Por hacer:
[a] Según el texto sobre Irlanda, ¿qué más hay que hacer en ese país además de ser honrado?
[b] Por favor, retoma el texto sobre Irlanda y sigue escribiéndolo a partir de su última oración.

Extracto de la página:
____________________
Mañana, festividad de Todos los Santos, no habrá artículo. Volveremos el jueves para el consabido estreno semanal. No faltéis, os contaré un secreto.
En un lugar donde la
tierra termina y se abre el mar inmenso, parece que los sentimientos se
precipitan por el abismo de los acantilados de la pasión. El patriotismo, el
romance, la estabilidad, la seguridad, el amor verdadero, la caridad, la
envidia, el dolor, profundo dolor…todo eso parece juntarse allí, en el borde,
mirando al agua que a veces besa la orilla con suavidad y otras parece azotar
con furia en la costa, como queriendo avisar a la gente de que tienen que
despertar y dejar que el rencor huya como un náufrago. Las apariencias en
Irlanda son siempre importantes. No solo tienes que ser honrado, también tienes
que parecerlo. La ira del pueblo se desboca y el escarnio se produce. La
humillación se presenta y el resultado, tal vez, sea que el mismo viento
susurre al oído que es hora de ser uno mismo, de amar como realmente se quiere
amar, de vivir más allá de las convenciones morales, de aceptar la vida con la
normalidad que niega la misma Naturaleza. Todo porque un pueblo entero entra en
la vorágine del odio y necesita chivos expiatorios para desahogar su
frustración.
____________________
Datos registrados:
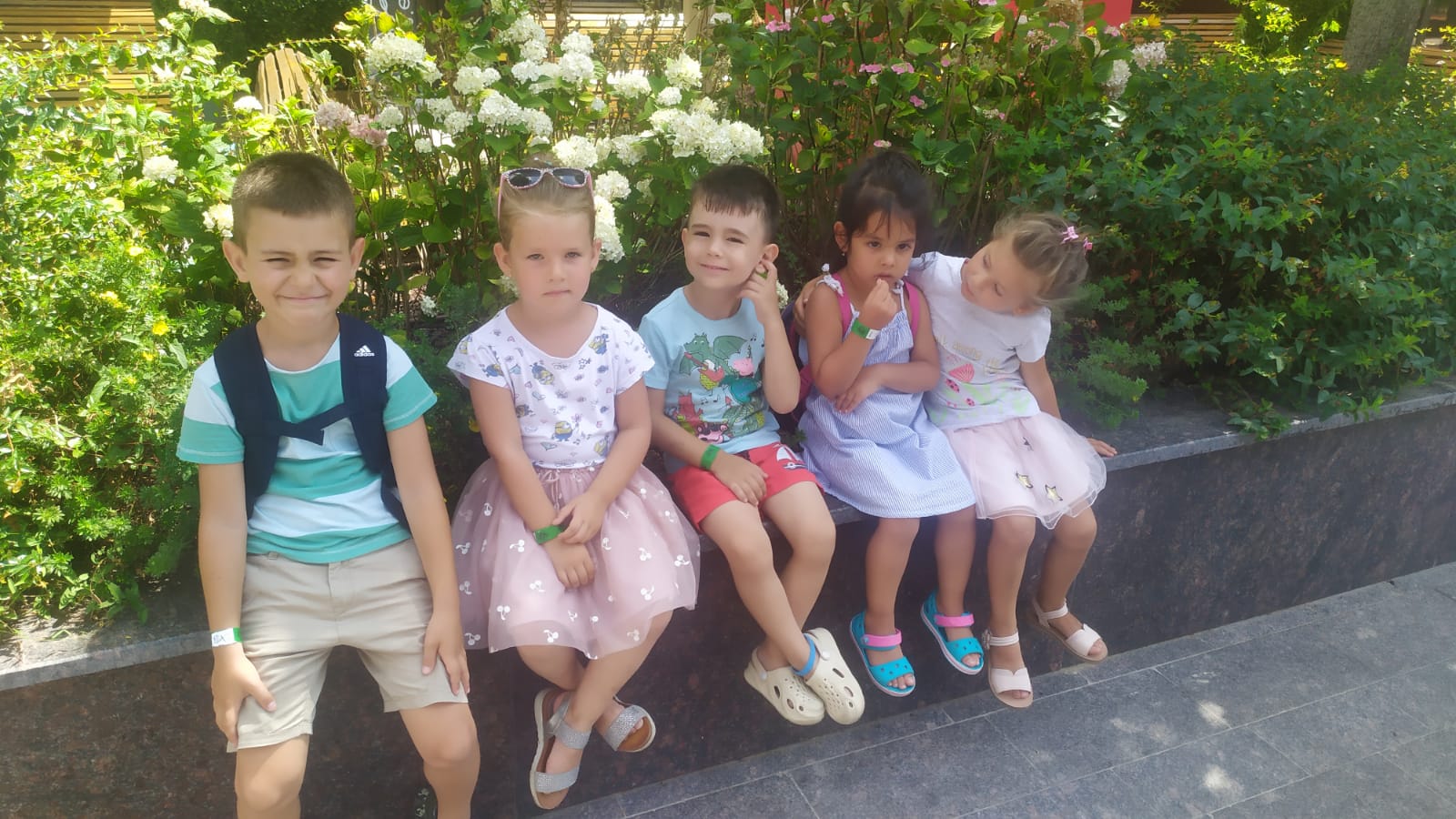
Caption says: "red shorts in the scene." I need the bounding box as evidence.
____________________
Lista de respuestas:
[a] También hay que parecerlo.

[b]
El aire es un látigo
que incomoda en la playa del corazón. El hermano menor del odio es el desprecio
y, si aparece uno, el otro no tarda en llegar. Solo las lágrimas de un pobre
sacerdote que trata de ayudar en todo lo que puede serán las testigos de la
vejación que no debería dejar huella. Tal vez porque hay personas que, con sus
experiencias, están por encima de todo eso, de la masa manipulable, de la
estupidez generalizada, de las maquinaciones absurdas que igualan el adulterio
con la traición, la moral con el patriotismo, la violencia con la justicia. Las
olas imbatibles seguirán ahí, demostrando cada día que la pasión debería de
estar por encima de todo. El que no ama, sencillamente, no vive. Y en ese
pueblo, salvo un par de excepciones, están todos muertos.
Levemente
sobredimensionada cuando es una historia que pide muchísimas más dosis de
intimidad, La hija de Ryan fue un
sonoro fracaso en la carrera de David Lean que le condenó a no dirigir durante
más de quince años. A pesar de contar con un reparto competente en el que
destacan Trevor Howard en el papel del párroco, la sabiduría de Robert Mitchum
como el maestro del pueblo y ese retrasado mental que interpreta magistralmente
John Mills, la película se resiente de la elección de Christopher Jones para el
papel del jefe de la base militar más cercana que inicia un tórrido romance con
Sarah Miles (de hecho, para ese mismo papel David Lean quiso desde un principio
a Marlon Brando) y de la desafortunada banda sonora de Maurice Jarre. En
cualquier caso, revisada hoy en día, La
hija de Ryan es una maravillosa radiografía del provincianismo irlandés,
sometido a la politización diaria en su vida que, ladinamente, trata de asesinar
con los escándalos más íntimos de los demás. Y también con las personas que
realmente merecen la pena.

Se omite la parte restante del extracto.